Direction
Rewrite the rows below from the line with "A single point marks each instance of the parked" to the line with "<point>805,326</point>", both ends included, and shift every coordinate in the reported points up by 134. Keep the request lines and their sample points unchanged.

━━━━━ Raw records

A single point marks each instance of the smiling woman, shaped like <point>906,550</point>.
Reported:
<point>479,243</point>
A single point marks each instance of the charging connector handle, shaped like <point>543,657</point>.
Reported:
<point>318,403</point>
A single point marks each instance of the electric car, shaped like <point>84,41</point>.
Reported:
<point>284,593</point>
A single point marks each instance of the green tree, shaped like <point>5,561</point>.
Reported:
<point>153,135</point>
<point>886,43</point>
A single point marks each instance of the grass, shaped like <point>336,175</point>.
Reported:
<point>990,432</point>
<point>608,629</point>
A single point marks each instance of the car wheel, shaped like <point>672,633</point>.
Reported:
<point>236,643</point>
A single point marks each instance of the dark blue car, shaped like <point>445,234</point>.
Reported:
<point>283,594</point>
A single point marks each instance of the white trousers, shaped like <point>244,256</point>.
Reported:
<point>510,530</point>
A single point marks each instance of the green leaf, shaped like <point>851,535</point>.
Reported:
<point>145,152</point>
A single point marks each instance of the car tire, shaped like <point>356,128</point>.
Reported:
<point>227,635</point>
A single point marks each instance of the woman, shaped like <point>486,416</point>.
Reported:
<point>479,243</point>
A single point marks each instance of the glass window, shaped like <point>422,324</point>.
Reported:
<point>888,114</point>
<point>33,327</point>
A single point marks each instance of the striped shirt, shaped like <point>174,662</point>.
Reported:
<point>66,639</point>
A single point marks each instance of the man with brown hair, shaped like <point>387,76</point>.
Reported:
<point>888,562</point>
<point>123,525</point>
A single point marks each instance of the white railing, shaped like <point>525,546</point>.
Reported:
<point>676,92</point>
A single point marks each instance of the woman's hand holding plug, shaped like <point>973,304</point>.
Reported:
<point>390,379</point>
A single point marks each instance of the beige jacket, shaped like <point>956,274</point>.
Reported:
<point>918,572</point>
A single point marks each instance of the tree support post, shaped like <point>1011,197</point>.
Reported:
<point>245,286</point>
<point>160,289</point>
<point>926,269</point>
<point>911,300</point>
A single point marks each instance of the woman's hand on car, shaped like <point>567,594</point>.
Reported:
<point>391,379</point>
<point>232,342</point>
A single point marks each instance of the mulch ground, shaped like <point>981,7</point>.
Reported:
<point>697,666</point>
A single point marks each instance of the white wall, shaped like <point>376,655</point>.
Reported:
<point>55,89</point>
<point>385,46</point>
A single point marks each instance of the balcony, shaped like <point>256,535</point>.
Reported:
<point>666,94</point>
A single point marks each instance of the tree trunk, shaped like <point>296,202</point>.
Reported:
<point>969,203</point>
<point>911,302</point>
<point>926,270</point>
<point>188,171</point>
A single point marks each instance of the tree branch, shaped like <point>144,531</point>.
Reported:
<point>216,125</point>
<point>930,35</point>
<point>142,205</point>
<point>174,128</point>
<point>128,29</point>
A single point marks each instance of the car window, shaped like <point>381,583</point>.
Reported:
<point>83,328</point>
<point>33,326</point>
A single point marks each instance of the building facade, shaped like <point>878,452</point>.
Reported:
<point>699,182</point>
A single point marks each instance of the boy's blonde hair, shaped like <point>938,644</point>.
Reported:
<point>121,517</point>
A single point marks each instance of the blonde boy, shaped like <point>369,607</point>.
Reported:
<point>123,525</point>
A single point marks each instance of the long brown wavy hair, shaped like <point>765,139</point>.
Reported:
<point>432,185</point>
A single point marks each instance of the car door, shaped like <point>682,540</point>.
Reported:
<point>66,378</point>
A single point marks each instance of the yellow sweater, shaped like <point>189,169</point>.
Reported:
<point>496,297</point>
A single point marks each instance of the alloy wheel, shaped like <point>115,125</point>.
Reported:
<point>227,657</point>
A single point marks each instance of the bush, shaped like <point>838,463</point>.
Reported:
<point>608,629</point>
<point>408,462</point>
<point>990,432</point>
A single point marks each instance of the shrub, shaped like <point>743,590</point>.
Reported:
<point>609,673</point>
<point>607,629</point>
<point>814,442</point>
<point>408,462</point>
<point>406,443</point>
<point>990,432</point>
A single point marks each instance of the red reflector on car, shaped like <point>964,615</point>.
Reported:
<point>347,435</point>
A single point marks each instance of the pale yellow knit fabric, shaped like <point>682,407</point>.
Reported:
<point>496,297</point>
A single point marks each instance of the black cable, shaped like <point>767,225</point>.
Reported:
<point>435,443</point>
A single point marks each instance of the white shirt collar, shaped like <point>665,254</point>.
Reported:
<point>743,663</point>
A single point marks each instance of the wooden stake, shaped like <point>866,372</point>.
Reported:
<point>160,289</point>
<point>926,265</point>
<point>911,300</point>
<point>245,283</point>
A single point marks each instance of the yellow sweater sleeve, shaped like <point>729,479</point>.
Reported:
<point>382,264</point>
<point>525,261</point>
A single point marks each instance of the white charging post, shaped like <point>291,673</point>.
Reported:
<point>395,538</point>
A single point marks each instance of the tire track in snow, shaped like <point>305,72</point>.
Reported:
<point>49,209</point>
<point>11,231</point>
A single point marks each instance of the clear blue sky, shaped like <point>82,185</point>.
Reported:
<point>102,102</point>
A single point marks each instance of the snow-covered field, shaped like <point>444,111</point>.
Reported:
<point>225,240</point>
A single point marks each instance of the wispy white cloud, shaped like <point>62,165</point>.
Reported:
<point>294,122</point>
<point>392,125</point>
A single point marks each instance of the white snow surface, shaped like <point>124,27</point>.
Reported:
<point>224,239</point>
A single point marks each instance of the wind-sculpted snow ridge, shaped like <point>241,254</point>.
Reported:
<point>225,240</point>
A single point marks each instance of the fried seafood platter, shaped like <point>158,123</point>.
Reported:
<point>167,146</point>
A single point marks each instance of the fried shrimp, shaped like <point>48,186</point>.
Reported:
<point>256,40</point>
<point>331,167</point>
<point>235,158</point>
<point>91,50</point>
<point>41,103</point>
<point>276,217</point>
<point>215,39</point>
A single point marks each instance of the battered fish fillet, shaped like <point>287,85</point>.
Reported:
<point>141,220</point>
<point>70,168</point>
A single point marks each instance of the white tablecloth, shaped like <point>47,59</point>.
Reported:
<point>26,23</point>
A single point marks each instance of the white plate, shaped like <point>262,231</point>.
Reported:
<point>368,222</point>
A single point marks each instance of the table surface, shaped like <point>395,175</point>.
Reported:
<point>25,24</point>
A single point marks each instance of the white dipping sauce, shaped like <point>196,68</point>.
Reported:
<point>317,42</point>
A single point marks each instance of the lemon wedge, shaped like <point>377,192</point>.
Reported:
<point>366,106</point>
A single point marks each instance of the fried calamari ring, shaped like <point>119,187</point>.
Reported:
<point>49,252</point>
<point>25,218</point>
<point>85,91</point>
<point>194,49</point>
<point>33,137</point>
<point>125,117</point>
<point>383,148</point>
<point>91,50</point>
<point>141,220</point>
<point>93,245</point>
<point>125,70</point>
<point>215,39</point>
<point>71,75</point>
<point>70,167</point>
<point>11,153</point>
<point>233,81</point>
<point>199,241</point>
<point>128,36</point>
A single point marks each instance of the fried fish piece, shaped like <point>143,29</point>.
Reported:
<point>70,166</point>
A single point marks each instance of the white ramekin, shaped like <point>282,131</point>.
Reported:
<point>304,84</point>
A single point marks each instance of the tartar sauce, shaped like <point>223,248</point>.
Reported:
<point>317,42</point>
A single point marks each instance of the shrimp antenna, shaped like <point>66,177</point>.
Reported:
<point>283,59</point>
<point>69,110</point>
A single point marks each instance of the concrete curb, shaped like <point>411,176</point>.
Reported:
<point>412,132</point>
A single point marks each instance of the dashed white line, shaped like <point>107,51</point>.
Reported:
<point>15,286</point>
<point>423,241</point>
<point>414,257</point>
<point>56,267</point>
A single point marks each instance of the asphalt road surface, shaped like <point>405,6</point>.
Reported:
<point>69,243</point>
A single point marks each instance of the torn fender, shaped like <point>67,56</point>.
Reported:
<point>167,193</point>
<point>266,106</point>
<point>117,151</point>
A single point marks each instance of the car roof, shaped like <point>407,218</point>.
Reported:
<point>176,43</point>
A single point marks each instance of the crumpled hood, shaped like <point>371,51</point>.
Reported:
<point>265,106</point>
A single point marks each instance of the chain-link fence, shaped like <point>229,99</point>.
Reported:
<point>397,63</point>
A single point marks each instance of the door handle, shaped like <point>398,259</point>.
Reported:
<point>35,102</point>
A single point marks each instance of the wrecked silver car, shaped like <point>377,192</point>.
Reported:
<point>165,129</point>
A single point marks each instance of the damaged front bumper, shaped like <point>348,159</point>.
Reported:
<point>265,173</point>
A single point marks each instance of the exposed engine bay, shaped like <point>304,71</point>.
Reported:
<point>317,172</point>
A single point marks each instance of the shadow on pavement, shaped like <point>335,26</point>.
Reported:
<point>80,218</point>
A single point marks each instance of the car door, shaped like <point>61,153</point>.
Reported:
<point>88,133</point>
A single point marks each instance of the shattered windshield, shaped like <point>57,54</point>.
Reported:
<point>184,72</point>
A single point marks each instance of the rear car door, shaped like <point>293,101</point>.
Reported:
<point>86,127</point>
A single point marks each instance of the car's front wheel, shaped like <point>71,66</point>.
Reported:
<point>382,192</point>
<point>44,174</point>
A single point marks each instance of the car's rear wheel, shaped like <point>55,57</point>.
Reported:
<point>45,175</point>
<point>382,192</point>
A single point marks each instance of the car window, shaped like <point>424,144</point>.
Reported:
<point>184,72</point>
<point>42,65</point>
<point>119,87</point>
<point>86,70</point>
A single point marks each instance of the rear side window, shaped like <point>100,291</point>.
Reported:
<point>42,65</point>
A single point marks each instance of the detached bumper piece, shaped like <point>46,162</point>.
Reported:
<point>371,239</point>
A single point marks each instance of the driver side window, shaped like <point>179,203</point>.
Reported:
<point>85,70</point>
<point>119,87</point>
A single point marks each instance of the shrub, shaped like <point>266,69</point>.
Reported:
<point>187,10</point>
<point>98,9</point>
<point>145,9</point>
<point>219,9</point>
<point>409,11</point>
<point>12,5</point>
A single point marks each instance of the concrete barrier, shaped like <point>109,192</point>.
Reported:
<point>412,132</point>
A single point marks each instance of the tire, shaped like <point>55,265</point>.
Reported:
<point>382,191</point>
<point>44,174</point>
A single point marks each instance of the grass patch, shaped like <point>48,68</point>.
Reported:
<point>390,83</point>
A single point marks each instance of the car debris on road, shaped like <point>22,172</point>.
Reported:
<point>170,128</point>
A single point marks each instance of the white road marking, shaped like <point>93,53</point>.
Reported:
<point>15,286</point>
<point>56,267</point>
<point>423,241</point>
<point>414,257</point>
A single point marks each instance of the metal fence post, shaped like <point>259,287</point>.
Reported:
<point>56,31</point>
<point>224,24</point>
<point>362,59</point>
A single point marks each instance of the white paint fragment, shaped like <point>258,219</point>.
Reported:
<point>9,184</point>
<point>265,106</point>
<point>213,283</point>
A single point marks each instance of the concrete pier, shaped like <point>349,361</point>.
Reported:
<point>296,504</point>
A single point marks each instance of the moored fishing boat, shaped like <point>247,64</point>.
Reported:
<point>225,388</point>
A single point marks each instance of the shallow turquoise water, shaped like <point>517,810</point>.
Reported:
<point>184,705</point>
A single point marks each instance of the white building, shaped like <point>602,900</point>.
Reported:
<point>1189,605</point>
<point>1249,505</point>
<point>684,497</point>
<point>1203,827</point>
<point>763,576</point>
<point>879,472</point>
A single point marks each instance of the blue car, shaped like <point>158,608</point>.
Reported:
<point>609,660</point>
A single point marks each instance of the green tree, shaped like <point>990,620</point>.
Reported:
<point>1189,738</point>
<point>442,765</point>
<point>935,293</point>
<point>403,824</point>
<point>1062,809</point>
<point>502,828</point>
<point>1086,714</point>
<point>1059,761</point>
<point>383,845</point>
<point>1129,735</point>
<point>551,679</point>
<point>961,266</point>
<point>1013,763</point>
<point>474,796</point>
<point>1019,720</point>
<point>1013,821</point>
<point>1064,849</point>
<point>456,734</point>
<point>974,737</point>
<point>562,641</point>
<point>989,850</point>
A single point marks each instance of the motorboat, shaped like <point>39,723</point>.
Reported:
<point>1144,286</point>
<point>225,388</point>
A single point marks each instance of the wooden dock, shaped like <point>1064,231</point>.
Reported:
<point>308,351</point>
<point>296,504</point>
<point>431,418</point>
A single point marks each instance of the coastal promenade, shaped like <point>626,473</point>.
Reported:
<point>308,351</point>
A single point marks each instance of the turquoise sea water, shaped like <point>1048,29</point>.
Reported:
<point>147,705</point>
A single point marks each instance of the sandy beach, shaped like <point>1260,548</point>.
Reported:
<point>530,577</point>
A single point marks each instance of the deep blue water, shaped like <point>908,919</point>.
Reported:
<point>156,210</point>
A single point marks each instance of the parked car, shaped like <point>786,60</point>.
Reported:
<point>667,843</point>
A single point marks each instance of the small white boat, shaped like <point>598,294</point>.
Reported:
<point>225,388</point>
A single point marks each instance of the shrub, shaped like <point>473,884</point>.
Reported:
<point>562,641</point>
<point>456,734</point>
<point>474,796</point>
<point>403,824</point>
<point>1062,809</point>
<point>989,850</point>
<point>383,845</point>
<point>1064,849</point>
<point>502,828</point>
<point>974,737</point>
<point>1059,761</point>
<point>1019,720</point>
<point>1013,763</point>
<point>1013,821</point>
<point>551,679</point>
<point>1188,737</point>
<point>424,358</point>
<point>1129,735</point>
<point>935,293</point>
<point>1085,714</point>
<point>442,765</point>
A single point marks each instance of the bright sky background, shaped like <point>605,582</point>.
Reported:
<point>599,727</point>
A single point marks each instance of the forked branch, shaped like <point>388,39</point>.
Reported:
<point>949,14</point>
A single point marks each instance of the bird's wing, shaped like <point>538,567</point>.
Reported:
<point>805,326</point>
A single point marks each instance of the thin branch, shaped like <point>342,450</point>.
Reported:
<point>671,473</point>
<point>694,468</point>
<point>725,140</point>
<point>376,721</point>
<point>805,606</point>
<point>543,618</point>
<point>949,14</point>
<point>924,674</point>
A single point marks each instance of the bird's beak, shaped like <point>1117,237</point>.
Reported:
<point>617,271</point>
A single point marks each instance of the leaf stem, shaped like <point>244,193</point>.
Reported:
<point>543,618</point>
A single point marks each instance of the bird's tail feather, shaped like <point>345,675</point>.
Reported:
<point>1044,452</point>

━━━━━━━━━━

Task result
A single point marks each instance of the parked car, shaped like <point>786,60</point>.
Reported:
<point>801,977</point>
A single point marks each instance of the small white boat, shaped like <point>598,294</point>.
Reported:
<point>359,522</point>
A single point marks each instance of the shrub, shaped like <point>473,884</point>.
Reported:
<point>696,775</point>
<point>590,868</point>
<point>608,930</point>
<point>537,958</point>
<point>1196,943</point>
<point>1123,984</point>
<point>517,979</point>
<point>1198,983</point>
<point>636,962</point>
<point>1108,871</point>
<point>1193,895</point>
<point>1153,854</point>
<point>1147,897</point>
<point>1147,955</point>
<point>685,813</point>
<point>1322,871</point>
<point>558,492</point>
<point>1263,869</point>
<point>1069,427</point>
<point>1219,848</point>
<point>576,899</point>
A single point marks each instance of the bright sky background, shaped like <point>605,582</point>.
Reported:
<point>733,861</point>
A single point marks each instance of the forked branch, shaped like <point>388,39</point>.
Reported:
<point>1083,148</point>
A single point marks each instance of the bird's wing, shaped like <point>538,567</point>.
Reported:
<point>939,460</point>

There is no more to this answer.